Input data START
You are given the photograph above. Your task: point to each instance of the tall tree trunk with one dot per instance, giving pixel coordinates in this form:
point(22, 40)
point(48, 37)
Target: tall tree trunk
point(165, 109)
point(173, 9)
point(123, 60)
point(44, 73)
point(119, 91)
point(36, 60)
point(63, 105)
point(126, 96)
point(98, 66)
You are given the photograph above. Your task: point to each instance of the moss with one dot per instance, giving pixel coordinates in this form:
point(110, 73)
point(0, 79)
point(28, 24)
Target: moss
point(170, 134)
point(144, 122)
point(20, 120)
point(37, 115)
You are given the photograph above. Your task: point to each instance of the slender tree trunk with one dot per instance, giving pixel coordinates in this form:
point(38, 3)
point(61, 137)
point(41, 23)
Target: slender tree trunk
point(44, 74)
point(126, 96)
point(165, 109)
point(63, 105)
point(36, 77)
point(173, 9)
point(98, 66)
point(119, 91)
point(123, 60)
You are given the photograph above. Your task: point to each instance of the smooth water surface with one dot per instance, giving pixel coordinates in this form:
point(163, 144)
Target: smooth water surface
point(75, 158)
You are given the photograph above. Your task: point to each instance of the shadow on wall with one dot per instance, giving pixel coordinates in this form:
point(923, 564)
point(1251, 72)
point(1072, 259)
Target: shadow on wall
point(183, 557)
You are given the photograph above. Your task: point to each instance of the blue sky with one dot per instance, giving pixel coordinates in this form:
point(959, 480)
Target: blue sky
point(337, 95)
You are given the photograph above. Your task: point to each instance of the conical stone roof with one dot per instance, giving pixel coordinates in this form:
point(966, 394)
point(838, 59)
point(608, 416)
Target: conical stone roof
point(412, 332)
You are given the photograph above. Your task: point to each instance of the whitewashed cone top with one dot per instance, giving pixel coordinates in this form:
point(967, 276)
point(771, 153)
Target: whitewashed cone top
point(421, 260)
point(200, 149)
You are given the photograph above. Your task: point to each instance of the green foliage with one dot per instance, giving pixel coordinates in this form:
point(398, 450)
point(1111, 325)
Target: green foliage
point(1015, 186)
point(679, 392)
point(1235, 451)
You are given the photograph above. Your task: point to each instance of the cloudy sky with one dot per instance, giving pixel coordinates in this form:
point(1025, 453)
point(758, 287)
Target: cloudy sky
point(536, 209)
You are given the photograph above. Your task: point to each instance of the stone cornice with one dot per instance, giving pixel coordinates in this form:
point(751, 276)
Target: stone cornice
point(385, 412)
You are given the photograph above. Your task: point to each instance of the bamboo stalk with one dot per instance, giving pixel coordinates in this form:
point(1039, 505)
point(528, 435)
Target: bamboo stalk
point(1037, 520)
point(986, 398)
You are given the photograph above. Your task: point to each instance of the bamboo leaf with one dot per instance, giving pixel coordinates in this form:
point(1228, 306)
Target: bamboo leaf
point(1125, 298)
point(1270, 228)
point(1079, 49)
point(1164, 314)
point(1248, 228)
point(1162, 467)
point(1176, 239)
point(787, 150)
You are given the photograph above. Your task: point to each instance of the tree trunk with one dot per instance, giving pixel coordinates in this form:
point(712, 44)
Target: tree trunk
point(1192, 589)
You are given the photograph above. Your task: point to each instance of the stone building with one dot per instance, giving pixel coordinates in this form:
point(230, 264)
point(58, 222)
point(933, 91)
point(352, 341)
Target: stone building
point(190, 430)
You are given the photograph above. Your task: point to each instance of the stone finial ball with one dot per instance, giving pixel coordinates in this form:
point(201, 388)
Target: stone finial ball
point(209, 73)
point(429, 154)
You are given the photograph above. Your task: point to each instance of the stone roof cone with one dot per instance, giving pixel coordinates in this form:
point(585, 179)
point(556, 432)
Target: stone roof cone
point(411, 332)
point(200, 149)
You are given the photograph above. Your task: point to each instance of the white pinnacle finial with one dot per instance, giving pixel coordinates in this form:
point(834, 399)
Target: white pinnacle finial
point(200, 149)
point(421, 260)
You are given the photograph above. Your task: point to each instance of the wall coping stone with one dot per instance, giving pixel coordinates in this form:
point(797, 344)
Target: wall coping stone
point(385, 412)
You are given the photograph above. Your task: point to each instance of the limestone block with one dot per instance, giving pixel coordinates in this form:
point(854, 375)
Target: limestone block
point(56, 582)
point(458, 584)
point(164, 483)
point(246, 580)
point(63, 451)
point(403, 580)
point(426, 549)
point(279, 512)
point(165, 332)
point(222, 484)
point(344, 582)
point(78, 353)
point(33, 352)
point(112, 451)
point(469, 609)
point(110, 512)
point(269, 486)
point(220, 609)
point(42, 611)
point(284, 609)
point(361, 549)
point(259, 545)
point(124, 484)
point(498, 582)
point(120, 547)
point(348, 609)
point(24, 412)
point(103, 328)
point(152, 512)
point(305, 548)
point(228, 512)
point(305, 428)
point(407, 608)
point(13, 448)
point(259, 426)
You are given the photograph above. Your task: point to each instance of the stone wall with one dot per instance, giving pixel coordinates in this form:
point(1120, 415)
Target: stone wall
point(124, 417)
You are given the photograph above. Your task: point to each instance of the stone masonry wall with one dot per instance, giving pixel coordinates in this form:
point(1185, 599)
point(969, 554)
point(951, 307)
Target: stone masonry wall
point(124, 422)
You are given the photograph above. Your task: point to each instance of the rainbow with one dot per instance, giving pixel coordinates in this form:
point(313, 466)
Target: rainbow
Input data END
• _Activity_: Please work out how many lines above contain the string "rainbow", and reply with that number alone.

• _Reply_: 2